*WORK TO COMPLETE*
Present each line of the material below as a numbered list, omitting any blank lines.

Records from an annotation dataset
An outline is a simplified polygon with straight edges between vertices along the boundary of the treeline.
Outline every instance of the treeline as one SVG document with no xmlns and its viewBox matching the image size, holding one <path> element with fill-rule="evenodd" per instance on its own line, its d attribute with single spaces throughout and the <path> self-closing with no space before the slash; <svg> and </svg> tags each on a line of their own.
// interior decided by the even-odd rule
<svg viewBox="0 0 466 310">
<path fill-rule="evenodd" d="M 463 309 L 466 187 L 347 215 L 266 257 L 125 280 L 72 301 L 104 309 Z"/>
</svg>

*EXERCISE RESPONSE*
1. An outline is a simplified polygon with straight edges between vertices along the boundary of the treeline.
2. Outline every instance of the treeline as one SVG document with no xmlns and its viewBox matching the image size, holding one <path> element with fill-rule="evenodd" per instance on its own line, its d attribute with single spaces throughout and the <path> self-closing with no space before the slash; <svg> and </svg> tags each on a line of their own.
3. // interior decided by the even-odd rule
4. <svg viewBox="0 0 466 310">
5. <path fill-rule="evenodd" d="M 463 309 L 466 187 L 347 215 L 266 257 L 125 280 L 72 301 L 104 309 Z"/>
6. </svg>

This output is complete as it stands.